• [TO DO]:
Retype the records below exactly. Leave nothing out.

::: THE INPUT :::

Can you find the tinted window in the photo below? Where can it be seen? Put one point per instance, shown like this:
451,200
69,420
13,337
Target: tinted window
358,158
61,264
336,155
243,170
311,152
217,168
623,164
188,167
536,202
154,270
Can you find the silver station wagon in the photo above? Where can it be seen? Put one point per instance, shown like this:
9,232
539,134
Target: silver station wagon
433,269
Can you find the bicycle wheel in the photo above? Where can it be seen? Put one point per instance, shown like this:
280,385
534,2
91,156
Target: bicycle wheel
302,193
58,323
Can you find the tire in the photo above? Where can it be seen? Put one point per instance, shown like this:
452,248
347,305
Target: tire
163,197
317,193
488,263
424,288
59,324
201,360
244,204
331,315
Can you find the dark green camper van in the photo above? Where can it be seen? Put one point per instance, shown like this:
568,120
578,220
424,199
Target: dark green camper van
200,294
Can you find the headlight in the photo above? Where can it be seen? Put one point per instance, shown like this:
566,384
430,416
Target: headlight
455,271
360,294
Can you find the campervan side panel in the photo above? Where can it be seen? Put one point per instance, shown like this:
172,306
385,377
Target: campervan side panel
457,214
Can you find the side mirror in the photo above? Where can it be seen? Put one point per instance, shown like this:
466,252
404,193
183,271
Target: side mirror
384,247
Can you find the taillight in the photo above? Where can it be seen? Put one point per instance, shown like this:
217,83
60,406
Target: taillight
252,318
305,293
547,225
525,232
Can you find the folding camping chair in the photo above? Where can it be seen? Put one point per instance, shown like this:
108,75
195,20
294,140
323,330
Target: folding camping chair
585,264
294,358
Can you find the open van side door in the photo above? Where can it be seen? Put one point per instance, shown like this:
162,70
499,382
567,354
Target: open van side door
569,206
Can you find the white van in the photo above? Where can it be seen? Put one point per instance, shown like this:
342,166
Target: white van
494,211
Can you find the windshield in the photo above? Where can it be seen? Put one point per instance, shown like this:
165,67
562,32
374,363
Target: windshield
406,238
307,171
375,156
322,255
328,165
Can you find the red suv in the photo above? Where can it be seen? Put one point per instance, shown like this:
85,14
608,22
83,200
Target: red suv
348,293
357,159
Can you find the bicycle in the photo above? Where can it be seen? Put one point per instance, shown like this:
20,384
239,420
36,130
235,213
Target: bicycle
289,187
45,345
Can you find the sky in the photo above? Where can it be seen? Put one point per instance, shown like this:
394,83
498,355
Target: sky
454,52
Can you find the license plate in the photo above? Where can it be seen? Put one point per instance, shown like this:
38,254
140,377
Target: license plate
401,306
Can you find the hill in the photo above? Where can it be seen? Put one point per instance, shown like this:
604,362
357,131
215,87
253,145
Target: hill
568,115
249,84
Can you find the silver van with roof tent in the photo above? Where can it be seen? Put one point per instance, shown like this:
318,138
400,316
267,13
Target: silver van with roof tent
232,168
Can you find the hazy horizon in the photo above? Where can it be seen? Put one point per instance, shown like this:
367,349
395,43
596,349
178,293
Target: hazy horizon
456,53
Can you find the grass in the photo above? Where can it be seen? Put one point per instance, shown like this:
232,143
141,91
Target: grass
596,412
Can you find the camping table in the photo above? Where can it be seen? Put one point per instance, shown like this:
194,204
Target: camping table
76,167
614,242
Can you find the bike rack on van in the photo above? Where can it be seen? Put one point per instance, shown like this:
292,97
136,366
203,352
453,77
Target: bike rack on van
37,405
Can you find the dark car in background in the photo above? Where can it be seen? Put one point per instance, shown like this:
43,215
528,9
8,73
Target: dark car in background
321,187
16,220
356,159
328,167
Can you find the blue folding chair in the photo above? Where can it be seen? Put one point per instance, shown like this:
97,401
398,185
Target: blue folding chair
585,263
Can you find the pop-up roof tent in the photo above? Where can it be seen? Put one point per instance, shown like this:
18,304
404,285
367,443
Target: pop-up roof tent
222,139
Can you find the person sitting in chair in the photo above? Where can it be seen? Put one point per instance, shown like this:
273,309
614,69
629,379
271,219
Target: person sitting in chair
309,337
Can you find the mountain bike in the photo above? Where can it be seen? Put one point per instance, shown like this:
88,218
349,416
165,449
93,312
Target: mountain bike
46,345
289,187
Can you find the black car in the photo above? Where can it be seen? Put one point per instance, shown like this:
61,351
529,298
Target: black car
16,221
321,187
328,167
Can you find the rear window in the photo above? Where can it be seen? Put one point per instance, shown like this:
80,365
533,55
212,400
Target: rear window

:::

• [WRITTEN ANSWER]:
Can you find the tinted window in the photo below? Where can it be seen? Put one point per instance, shown like this:
451,200
69,420
13,337
Target: tinted window
358,158
61,264
336,155
243,170
311,152
217,168
623,164
188,167
536,202
154,270
Can you find the silver station wagon in the photo above? Where can it be seen? Put one point per instance, shown like this:
9,232
539,134
Target: silver station wagon
433,269
Can you find the bicycle wheel in the photo above? Where can it be seen? Put one point per instance, shown like this:
280,385
534,2
91,156
Target: bicycle wheel
302,193
58,323
Can you find the tire in the photo above? Where can it be seen? Put one point per instance, shown like this:
452,248
347,305
Target: tire
163,197
317,193
488,263
424,288
59,324
201,360
244,204
331,315
Can you find the dark green camper van in the photo above? Where can it be seen? Put one point per instance, shown like this:
568,120
578,220
424,199
Target: dark green camper van
200,294
Can you find the headlight in the photo above? Where can it be seen? Put one point per instance, shown like this:
566,384
430,416
Target: headlight
455,271
360,294
Can you find the campervan side panel in the photo above? Where can it be seen? Put one point per instance, shown like this:
172,306
385,377
Target: campervan side panel
457,214
Can you find the side mirror in the photo above? Where can it be seen? Put one point per instance, shown like this:
466,252
404,193
183,271
Target: side mirror
384,247
Can you find the taillight in the photo above? Where can it be seen? Put one point per instance, shown like this:
217,83
60,406
Target: taillight
252,318
305,293
547,225
525,232
Can you find the folding camping chair in the photo above? Where can it be seen? Put one point per instance, shown like this:
108,75
195,20
294,140
323,330
Target: folding camping chair
585,264
294,358
Can you find the open van side door in the photo above? Where can it be seen? Put one point per instance, shown like this:
162,70
499,382
567,354
Target: open van side door
569,206
Can you find the white van in the photo above? Where can it be seen? Put one point per instance, shown like this:
342,166
Target: white van
494,211
Can you find the windshield in the photo above? Where can it be seen? Put one point per instance, shown like this:
165,67
562,32
374,363
Target: windshield
406,238
307,171
375,156
322,255
328,165
Can you find the red suv in the photo above? Where can it be seen? Put one point per instance, shown like this:
85,14
608,22
83,200
Target: red suv
348,293
357,159
Can you find the bicycle in the photo above? Where can it be seen? Put one point per instance, shown like this:
20,384
239,420
36,130
235,213
Target: bicycle
289,187
45,345
Can you find the sky in the photo above? Where can it be seen? Put one point per instance, shown like this:
394,83
498,355
Target: sky
454,52
Can you find the license plate in the photo above? Where can it be seen? Put one point per instance, shown like this:
38,254
140,377
Target: license plate
401,306
Can you find the hill in the photo above? Where can it be seen? Put one point per instance, shown like this:
604,362
357,131
215,87
253,145
Target: hill
568,115
249,84
Can you find the silver van with roof tent in the photo above? Where can it be seen? Put one point per instance, shown like this:
318,138
400,316
267,13
Target: silver van with roof tent
232,168
Can you find the hazy horizon in the photo above? Where can it be seen? Put one point per instance, shown like this:
367,349
395,43
596,349
178,293
Target: hazy horizon
456,53
Can you find the grass in the photo above? Where can it be seen? Put one point per instance, shown like this:
232,143
141,91
Target: grass
596,412
Can you find the camping table in the photo above? Where can it be seen? Put one point per instance, shown like this:
194,204
Target: camping table
76,167
614,242
Can you find the bike rack on van in the photo above? Where can it be seen? Put one point per instance, shown like this:
292,97
136,366
203,352
453,77
Target: bike rack on van
37,405
Can you find the dark car in background in the photo above? Where can it be seen? Put one point per instance, shown like this:
43,215
528,9
8,73
Target: dark car in background
321,187
16,220
356,159
328,167
Can you find the blue folding chair in the photo above? Where can it be seen? Put one point per instance, shown like this:
97,401
398,185
Target: blue folding chair
585,263
Can you find the pop-up roof tent in the photo above? Where can it be seen? Put one point per instance, shown like this:
18,304
404,285
367,443
Target: pop-up roof tent
222,139
Can you find the person sitting in chair in the photo above? Where can it be seen? Put one point per instance, shown like this:
273,309
614,69
629,379
271,219
Target: person sitting in chair
309,337
Can you find the mountain bike in the photo above? Where can it be seen? Put one point per instance, shown like this:
88,218
349,416
165,449
93,312
Target: mountain bike
46,345
289,187
Can you find the black car in the photo above? Where can it be seen? Put one point per instance, shown like this:
61,351
529,298
Target: black car
16,221
321,187
328,167
Can you find the rear window in the photo above? Where can it be seen? Put one point per instance, shown like this:
80,365
533,55
212,400
Target: rear window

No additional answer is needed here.